▶ Work required:
Return, word for word, every line from the start of the records through the line containing "point(199, 40)", with both of those lines included.

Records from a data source
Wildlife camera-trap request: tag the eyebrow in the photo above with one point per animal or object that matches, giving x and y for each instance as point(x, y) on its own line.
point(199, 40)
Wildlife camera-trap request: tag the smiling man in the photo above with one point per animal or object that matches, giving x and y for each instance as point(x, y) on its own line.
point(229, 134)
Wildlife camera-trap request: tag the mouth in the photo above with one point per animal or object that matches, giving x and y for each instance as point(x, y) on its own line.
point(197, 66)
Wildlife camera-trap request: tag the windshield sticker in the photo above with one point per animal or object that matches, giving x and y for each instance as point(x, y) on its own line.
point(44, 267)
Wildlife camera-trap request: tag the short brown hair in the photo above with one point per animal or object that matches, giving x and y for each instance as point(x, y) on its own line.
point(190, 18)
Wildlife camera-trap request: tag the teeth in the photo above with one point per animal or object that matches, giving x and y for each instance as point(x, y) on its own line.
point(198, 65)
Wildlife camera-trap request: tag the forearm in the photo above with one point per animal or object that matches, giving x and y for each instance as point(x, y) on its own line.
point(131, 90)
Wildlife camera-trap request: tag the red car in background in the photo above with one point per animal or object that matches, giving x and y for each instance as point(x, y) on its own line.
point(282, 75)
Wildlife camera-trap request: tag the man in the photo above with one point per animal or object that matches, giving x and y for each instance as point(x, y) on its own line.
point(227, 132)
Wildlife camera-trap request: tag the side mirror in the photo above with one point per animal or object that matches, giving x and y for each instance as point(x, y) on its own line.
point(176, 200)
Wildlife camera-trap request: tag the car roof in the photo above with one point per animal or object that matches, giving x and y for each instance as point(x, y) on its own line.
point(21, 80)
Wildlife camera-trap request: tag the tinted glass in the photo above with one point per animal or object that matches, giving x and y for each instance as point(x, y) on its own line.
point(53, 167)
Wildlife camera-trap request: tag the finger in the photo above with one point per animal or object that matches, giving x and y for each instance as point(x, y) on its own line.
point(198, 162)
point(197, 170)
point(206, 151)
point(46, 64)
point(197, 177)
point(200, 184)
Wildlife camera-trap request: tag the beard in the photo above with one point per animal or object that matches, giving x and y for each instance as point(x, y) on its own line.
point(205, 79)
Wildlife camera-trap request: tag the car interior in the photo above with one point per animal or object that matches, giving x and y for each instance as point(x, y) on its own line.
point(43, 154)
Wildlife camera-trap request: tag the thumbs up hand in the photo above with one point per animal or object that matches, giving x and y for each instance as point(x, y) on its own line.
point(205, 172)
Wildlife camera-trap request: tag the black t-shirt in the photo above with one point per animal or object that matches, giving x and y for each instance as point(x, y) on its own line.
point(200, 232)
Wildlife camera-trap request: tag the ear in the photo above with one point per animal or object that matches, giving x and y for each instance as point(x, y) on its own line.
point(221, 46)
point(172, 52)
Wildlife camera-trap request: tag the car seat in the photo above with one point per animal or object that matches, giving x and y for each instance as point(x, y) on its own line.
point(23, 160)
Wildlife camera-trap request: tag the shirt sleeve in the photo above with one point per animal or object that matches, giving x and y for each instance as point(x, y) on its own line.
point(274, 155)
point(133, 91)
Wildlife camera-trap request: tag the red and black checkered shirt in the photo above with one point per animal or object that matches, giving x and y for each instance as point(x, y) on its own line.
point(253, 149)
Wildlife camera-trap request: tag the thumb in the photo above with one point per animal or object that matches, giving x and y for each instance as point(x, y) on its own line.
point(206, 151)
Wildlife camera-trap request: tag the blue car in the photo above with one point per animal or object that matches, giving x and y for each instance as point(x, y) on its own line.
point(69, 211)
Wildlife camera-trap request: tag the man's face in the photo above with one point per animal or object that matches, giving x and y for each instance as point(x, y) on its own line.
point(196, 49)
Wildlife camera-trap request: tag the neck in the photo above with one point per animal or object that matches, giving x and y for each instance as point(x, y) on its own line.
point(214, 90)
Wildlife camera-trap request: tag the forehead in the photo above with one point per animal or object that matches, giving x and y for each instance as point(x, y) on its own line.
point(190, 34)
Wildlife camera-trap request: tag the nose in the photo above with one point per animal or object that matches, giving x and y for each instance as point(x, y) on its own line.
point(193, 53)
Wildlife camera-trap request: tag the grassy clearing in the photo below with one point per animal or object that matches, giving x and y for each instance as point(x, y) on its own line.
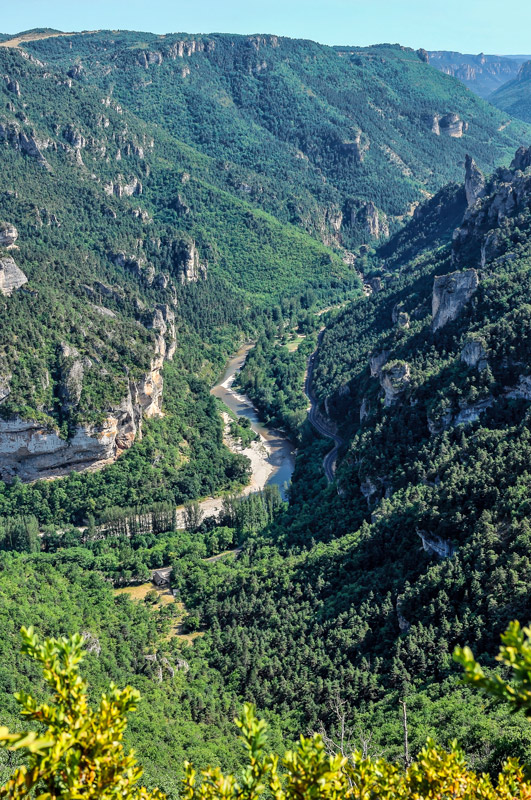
point(140, 592)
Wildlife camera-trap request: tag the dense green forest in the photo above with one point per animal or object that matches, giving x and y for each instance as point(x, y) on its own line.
point(169, 198)
point(302, 130)
point(514, 97)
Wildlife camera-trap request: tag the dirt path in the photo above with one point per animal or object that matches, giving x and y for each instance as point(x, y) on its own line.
point(321, 425)
point(16, 41)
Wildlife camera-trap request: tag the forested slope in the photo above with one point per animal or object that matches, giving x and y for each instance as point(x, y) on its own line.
point(300, 129)
point(425, 542)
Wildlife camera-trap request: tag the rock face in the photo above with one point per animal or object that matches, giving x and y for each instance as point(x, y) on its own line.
point(394, 380)
point(522, 159)
point(8, 234)
point(11, 277)
point(473, 355)
point(366, 215)
point(377, 361)
point(523, 389)
point(189, 266)
point(474, 181)
point(24, 142)
point(30, 450)
point(122, 188)
point(447, 125)
point(450, 295)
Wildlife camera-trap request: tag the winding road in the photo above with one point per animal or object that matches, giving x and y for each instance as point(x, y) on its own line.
point(320, 425)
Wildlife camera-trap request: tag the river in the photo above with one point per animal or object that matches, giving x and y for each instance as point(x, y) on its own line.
point(281, 452)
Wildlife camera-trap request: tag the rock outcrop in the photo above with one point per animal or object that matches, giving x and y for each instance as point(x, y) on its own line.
point(189, 266)
point(366, 215)
point(11, 277)
point(450, 295)
point(474, 355)
point(8, 234)
point(377, 361)
point(32, 450)
point(522, 159)
point(523, 389)
point(122, 188)
point(395, 378)
point(25, 142)
point(474, 181)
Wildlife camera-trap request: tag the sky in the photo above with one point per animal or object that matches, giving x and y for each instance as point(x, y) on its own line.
point(472, 26)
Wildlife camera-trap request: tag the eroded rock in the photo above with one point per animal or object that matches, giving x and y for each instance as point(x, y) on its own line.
point(395, 378)
point(450, 295)
point(8, 234)
point(11, 277)
point(474, 355)
point(376, 362)
point(474, 181)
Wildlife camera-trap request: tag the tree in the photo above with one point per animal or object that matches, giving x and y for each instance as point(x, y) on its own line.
point(81, 755)
point(81, 752)
point(193, 516)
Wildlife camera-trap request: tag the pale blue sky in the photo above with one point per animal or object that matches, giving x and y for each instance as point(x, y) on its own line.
point(472, 26)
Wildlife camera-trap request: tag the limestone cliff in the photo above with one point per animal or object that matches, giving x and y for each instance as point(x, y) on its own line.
point(450, 295)
point(395, 378)
point(31, 450)
point(8, 234)
point(474, 181)
point(11, 277)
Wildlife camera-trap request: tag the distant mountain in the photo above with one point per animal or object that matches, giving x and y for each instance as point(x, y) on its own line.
point(318, 127)
point(481, 73)
point(515, 96)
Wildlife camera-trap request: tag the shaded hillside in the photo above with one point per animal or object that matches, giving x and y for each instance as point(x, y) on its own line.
point(342, 142)
point(482, 74)
point(362, 590)
point(514, 97)
point(122, 251)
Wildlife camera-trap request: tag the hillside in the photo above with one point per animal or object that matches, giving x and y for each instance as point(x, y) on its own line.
point(317, 126)
point(164, 199)
point(515, 95)
point(360, 593)
point(123, 254)
point(482, 74)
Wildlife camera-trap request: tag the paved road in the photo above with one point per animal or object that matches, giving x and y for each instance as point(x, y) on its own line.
point(320, 425)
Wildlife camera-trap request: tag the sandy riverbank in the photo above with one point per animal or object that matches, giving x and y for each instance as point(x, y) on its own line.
point(259, 454)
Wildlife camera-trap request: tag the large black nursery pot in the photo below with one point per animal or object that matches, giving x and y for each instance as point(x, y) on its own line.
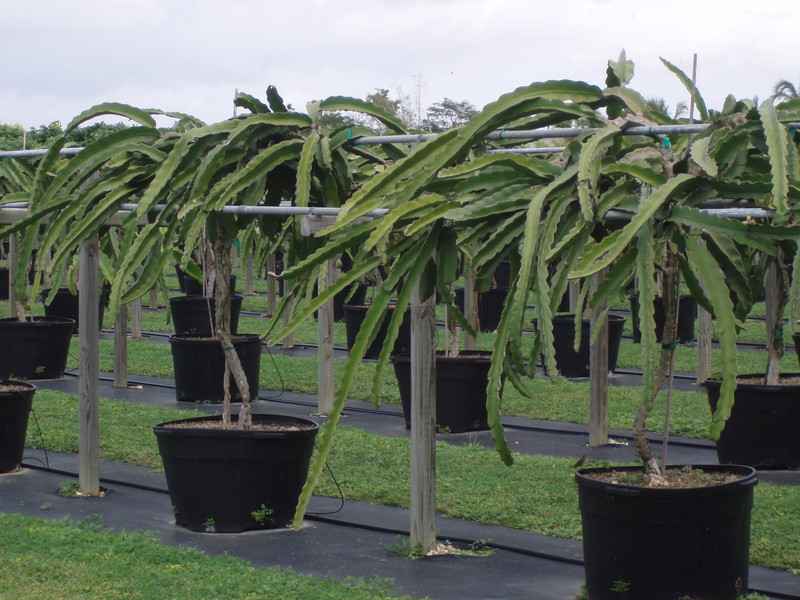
point(572, 363)
point(354, 317)
point(36, 348)
point(490, 306)
point(16, 399)
point(763, 430)
point(460, 390)
point(660, 543)
point(65, 304)
point(230, 480)
point(194, 315)
point(687, 315)
point(199, 364)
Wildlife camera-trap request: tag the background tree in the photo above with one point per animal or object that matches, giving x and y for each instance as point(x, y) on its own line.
point(11, 136)
point(447, 114)
point(783, 91)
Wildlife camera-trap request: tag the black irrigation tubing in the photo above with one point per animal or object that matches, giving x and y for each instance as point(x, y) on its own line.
point(325, 518)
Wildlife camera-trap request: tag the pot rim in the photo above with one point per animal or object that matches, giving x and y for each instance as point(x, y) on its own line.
point(749, 478)
point(163, 429)
point(37, 320)
point(712, 382)
point(28, 385)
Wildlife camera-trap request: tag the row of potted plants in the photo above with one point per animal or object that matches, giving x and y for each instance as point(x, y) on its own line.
point(454, 209)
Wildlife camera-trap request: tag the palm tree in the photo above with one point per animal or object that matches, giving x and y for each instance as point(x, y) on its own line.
point(783, 91)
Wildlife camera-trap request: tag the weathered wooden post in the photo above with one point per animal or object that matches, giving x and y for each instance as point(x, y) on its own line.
point(13, 257)
point(598, 371)
point(423, 422)
point(88, 389)
point(121, 348)
point(326, 391)
point(136, 319)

▶ Answer in full:
Wildlife camera-trap request: tag the eyebrow in the photo above with one point per animal or object that matches, giving x and y for each instance as point(x, y) on its own line.
point(199, 40)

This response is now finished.